### TASK DETAILS
Give again the lines from the line with "Where can you see the knife handle?" to the last line of the records, exactly and in full. Do not carry over any pictures.

(Records of labeled points)
--- start ---

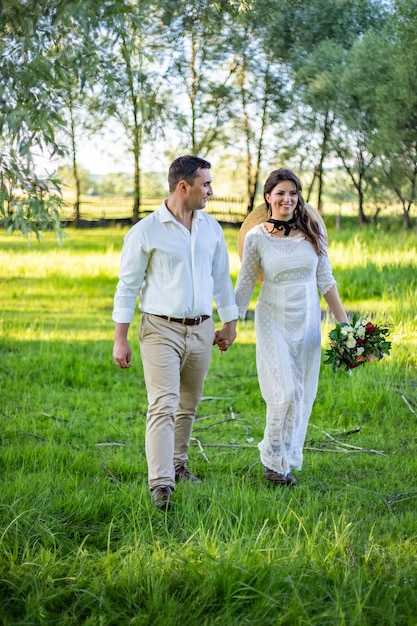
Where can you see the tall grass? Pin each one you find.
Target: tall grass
(80, 542)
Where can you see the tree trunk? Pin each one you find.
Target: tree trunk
(255, 177)
(77, 202)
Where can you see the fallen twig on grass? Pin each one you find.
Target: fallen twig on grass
(338, 443)
(113, 478)
(232, 419)
(408, 401)
(214, 398)
(200, 446)
(53, 417)
(398, 497)
(111, 443)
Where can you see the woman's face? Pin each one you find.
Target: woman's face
(283, 200)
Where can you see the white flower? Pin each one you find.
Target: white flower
(360, 332)
(351, 342)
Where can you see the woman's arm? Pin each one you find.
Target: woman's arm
(335, 304)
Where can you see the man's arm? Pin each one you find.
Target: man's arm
(122, 353)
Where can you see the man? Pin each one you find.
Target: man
(177, 262)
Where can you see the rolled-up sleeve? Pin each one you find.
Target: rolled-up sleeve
(223, 293)
(133, 264)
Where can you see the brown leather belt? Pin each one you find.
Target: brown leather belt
(188, 321)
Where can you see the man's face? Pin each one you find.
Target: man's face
(200, 190)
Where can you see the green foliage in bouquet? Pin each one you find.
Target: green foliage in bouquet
(356, 343)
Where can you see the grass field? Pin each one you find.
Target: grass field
(80, 542)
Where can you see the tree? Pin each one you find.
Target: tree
(133, 87)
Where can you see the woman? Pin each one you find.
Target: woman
(290, 249)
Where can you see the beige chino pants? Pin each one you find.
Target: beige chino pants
(175, 360)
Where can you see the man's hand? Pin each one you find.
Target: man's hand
(224, 337)
(122, 354)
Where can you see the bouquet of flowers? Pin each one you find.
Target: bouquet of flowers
(356, 343)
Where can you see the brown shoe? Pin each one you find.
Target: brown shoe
(275, 477)
(161, 497)
(183, 473)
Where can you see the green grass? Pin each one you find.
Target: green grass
(80, 542)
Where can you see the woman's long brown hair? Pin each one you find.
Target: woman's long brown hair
(305, 222)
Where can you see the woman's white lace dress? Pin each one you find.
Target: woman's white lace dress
(288, 339)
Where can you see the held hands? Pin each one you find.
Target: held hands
(224, 337)
(122, 354)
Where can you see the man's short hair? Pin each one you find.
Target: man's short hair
(185, 168)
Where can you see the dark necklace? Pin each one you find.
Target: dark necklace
(286, 226)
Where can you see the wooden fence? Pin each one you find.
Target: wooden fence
(113, 208)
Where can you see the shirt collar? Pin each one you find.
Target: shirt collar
(166, 216)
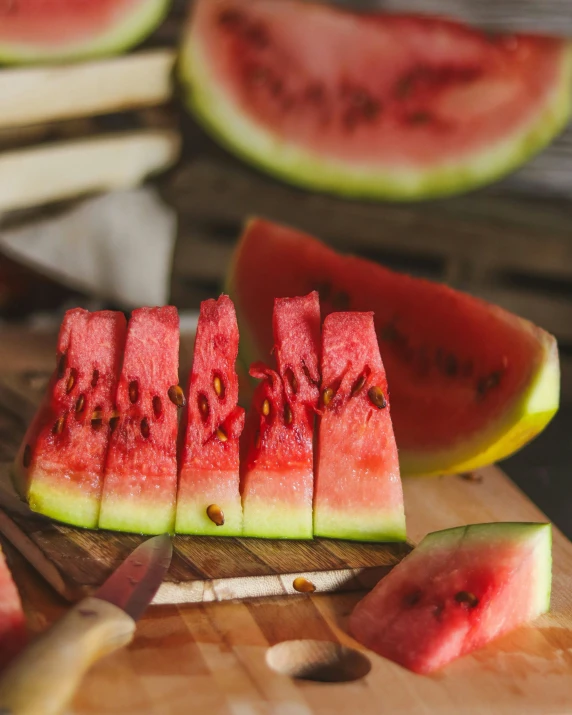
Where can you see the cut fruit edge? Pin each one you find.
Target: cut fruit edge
(134, 27)
(513, 430)
(289, 162)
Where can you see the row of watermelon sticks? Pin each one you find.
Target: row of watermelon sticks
(106, 449)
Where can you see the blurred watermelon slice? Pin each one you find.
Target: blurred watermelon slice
(61, 30)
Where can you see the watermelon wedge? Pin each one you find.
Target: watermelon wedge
(62, 30)
(59, 468)
(371, 105)
(358, 492)
(277, 470)
(208, 500)
(13, 633)
(457, 591)
(470, 382)
(140, 481)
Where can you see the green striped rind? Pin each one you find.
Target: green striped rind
(63, 498)
(539, 536)
(130, 31)
(147, 514)
(192, 510)
(530, 414)
(276, 520)
(361, 525)
(255, 143)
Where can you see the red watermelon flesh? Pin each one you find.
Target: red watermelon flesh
(60, 464)
(13, 633)
(358, 492)
(277, 479)
(140, 481)
(370, 104)
(470, 383)
(457, 591)
(209, 481)
(40, 30)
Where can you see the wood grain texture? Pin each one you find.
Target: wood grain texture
(211, 657)
(77, 561)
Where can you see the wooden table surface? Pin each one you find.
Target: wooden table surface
(211, 658)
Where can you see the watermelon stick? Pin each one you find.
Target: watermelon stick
(358, 492)
(59, 468)
(277, 469)
(208, 500)
(140, 478)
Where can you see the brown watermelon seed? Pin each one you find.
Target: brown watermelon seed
(203, 406)
(327, 396)
(133, 391)
(412, 599)
(302, 585)
(451, 365)
(467, 599)
(308, 374)
(61, 365)
(145, 427)
(292, 381)
(176, 395)
(218, 387)
(215, 514)
(71, 380)
(376, 397)
(358, 384)
(58, 427)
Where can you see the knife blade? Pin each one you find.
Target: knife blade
(44, 678)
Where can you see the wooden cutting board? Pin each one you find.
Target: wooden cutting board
(214, 657)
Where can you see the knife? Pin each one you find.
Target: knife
(44, 678)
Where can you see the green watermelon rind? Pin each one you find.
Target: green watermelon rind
(132, 30)
(67, 504)
(206, 99)
(506, 532)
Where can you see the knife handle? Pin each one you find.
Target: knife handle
(44, 678)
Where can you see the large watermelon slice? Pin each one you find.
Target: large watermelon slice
(277, 469)
(208, 500)
(459, 589)
(140, 480)
(358, 491)
(13, 634)
(59, 467)
(371, 105)
(470, 383)
(57, 30)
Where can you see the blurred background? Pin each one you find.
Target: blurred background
(127, 201)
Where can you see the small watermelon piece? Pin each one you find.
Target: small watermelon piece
(33, 31)
(59, 468)
(358, 492)
(13, 632)
(457, 591)
(470, 383)
(289, 86)
(140, 481)
(277, 472)
(208, 500)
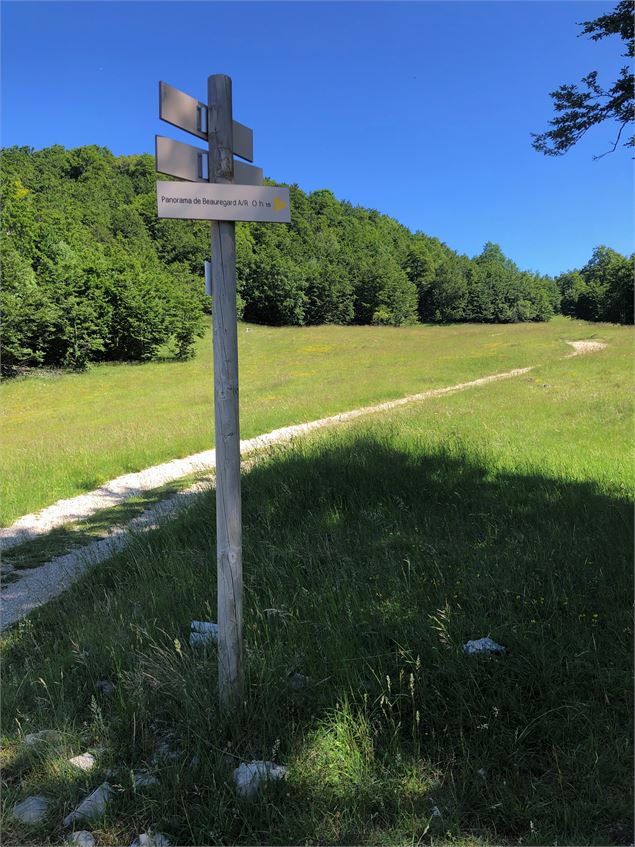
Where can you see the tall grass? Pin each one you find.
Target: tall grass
(372, 553)
(64, 434)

--- end ---

### TASK RESPONSE
Where can you see the knife handle? Pin each one you find.
Target: knife handle
(44, 678)
Where can you see the large watermelon slice? Pin each one you find.
Target: large watermelon slice
(277, 469)
(208, 500)
(459, 589)
(140, 480)
(358, 491)
(13, 634)
(59, 467)
(371, 105)
(470, 383)
(57, 30)
Where can you see the blurred background? Pin each one you find.
Target: blurred background
(127, 201)
Where can you see the small watermelon piece? Pin each one you find.
Target: small watermelon piece
(33, 31)
(59, 468)
(358, 492)
(13, 632)
(457, 591)
(470, 383)
(289, 86)
(140, 481)
(277, 472)
(208, 500)
Where can you see the tall grass? Pin each one you find.
Target: tall grass
(372, 553)
(64, 434)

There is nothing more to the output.